Task details: Please restate, word for word, each line from the one containing "locate the red" through the end of the entries below.
____
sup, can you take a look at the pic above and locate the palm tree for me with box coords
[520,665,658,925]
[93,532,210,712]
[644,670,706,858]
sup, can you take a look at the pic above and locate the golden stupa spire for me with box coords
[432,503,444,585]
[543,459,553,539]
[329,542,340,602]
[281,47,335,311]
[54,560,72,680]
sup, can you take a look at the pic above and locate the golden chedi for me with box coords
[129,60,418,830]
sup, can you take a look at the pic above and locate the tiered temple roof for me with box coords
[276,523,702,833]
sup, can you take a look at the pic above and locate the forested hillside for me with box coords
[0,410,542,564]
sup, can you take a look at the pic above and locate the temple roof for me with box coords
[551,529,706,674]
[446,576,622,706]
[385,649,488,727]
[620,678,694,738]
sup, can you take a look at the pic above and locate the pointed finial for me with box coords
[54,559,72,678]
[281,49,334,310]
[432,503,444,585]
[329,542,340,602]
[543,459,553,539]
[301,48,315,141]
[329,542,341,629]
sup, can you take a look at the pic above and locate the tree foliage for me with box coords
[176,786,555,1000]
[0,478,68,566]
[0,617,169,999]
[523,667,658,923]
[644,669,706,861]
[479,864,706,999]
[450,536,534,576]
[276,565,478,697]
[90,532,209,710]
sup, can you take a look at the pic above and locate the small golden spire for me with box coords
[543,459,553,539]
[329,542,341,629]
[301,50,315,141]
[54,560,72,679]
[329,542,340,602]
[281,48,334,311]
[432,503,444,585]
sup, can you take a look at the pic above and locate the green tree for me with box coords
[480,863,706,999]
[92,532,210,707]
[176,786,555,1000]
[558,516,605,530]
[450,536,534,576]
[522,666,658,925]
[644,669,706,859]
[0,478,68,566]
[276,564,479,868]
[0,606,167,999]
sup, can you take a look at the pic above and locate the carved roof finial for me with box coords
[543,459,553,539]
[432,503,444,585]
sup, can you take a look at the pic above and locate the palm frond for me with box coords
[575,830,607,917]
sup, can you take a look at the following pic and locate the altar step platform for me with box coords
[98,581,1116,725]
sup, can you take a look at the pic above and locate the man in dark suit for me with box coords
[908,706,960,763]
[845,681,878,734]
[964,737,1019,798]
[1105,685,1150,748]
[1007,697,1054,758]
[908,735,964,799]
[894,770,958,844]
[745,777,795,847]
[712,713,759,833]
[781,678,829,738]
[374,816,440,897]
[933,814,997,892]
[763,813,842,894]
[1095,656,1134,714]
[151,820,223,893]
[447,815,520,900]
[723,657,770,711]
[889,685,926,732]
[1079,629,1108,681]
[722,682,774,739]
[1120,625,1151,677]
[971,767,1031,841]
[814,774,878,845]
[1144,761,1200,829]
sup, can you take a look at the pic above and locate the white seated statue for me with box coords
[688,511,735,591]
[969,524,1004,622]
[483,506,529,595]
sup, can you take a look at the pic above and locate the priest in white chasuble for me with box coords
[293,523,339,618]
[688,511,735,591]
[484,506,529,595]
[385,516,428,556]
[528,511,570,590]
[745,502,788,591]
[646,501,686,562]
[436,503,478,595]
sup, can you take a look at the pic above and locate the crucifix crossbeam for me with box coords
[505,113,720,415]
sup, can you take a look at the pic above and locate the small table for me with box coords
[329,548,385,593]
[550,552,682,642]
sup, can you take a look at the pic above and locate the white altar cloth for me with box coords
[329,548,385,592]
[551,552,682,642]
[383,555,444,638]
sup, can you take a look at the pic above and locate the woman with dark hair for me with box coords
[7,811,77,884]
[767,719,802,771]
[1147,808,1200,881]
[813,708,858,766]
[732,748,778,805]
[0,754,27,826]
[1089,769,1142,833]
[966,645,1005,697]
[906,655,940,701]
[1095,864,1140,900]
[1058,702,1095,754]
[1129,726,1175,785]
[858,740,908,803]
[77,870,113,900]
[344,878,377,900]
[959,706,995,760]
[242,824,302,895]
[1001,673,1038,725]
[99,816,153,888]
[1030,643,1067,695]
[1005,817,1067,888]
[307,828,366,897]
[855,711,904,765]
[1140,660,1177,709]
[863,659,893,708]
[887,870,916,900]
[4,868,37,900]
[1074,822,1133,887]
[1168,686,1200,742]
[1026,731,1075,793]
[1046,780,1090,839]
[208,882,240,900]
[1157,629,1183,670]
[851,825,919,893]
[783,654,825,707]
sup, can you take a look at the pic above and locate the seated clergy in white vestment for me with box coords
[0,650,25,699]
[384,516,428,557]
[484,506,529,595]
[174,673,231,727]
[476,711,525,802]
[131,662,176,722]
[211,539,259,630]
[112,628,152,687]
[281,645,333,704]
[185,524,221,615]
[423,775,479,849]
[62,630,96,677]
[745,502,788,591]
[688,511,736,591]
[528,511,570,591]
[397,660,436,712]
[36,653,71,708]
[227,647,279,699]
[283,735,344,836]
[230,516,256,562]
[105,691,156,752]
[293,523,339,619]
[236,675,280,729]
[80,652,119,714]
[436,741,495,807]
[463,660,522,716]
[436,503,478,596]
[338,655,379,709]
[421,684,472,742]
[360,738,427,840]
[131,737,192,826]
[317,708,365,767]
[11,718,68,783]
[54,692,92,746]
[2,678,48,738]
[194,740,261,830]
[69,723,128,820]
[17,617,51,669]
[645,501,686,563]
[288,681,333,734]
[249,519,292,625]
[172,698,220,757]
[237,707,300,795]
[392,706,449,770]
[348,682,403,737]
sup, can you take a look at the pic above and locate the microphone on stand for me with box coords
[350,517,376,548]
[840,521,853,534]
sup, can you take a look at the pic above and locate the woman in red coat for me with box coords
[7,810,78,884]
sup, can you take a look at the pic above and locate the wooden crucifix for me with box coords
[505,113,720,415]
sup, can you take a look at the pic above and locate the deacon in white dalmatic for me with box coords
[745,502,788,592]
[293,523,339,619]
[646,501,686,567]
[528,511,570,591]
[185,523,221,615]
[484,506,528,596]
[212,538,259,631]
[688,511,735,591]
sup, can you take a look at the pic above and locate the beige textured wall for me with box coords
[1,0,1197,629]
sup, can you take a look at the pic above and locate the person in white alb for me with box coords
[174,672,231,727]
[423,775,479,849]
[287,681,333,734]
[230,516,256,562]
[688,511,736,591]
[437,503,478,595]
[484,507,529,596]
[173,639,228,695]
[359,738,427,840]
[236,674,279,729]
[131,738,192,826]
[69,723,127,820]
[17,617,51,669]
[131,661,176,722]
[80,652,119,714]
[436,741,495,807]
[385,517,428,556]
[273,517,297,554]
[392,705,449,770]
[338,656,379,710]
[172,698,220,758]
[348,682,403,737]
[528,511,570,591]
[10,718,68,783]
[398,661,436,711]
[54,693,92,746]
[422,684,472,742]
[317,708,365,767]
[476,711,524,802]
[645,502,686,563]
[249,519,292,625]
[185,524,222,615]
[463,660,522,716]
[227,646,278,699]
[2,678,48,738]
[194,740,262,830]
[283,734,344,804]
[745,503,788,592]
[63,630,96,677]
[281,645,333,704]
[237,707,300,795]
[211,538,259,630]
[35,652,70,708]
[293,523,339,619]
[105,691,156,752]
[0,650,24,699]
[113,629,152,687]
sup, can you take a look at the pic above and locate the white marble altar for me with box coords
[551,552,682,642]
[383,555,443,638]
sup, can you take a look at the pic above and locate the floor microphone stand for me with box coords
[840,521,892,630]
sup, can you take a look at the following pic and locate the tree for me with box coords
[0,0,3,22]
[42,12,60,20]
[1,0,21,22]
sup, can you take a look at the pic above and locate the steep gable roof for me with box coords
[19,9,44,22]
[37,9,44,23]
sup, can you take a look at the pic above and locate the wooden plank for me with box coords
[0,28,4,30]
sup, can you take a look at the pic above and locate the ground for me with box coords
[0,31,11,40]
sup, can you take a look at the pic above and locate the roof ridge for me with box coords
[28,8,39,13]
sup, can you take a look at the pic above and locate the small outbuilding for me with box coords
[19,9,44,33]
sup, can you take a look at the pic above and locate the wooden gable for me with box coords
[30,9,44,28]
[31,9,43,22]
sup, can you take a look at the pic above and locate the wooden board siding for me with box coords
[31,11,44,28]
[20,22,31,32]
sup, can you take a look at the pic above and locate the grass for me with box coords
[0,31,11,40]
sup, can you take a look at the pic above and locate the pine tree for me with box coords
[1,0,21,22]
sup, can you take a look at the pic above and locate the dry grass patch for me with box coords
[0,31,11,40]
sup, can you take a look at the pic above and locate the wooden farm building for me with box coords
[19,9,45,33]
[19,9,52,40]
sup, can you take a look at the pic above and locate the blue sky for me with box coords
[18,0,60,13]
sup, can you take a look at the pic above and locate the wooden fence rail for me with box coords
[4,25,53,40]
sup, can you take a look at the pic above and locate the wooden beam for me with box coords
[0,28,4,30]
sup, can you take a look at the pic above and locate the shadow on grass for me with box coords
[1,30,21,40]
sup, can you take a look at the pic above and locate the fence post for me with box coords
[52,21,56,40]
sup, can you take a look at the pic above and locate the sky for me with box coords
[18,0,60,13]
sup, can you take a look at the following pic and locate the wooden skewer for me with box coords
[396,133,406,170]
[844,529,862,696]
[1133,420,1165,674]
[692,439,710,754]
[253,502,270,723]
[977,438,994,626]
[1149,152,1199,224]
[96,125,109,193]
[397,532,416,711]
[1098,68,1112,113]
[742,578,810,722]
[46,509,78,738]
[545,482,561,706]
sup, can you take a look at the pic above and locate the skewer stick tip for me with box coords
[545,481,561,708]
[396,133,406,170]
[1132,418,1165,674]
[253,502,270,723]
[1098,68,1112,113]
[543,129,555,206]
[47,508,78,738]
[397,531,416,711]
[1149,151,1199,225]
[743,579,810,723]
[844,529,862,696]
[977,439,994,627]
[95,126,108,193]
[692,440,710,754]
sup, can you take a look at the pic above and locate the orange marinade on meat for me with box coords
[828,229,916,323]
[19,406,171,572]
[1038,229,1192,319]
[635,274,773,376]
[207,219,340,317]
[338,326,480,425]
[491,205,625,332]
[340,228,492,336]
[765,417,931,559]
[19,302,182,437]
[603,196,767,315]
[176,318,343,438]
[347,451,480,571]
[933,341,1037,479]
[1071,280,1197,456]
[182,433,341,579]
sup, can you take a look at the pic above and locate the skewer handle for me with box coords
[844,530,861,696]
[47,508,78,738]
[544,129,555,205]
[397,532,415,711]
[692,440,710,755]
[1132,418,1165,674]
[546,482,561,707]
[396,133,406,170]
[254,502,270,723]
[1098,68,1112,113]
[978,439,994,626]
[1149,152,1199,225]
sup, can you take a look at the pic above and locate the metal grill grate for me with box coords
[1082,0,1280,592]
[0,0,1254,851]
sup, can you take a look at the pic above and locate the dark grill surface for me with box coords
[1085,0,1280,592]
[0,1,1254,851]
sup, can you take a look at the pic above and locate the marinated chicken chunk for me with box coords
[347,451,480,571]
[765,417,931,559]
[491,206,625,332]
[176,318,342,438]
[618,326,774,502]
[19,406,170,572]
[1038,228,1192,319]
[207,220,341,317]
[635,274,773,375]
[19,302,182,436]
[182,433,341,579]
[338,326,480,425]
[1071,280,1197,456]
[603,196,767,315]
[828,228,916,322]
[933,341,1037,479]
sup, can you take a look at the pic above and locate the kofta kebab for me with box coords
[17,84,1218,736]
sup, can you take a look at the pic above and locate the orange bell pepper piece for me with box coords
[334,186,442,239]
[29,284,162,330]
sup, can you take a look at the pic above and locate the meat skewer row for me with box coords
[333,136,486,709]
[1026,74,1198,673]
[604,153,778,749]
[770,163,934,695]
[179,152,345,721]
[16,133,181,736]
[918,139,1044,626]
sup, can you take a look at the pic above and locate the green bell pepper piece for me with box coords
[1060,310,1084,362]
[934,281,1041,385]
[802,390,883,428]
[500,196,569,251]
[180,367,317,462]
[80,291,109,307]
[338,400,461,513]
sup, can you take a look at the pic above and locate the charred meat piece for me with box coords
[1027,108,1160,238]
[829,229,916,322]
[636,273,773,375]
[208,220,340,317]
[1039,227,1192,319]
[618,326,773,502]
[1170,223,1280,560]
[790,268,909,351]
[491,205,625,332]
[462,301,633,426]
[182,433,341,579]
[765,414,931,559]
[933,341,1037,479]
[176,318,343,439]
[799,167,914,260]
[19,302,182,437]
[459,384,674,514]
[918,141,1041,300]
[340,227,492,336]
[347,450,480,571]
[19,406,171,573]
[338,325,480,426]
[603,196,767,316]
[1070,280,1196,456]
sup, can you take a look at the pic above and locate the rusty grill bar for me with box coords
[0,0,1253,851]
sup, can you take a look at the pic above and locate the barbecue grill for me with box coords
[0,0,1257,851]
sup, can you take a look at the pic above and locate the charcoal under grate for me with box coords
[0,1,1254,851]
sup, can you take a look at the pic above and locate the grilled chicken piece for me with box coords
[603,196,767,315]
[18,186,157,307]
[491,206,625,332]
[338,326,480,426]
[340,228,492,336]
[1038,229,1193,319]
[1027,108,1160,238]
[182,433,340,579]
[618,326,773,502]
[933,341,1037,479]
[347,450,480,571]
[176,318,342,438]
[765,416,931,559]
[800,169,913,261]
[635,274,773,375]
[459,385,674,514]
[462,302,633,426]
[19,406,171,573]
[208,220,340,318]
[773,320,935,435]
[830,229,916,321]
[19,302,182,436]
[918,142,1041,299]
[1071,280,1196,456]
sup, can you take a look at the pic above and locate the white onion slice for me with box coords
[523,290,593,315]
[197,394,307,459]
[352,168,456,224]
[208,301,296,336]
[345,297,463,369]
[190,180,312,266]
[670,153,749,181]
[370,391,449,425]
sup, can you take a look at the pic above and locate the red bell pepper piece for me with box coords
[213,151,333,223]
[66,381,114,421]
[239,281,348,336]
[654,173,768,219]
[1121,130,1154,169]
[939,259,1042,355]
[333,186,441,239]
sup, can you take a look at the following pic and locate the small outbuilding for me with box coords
____
Solution to this task:
sup, can you take a look at the pic above and locate the red bell pepper piece for me with box coords
[213,151,333,223]
[66,381,114,421]
[239,281,348,336]
[654,173,768,219]
[1121,130,1154,169]
[939,259,1042,355]
[333,186,441,239]
sup, can you take a look at the following pic and locate the small outbuilding for me with box coords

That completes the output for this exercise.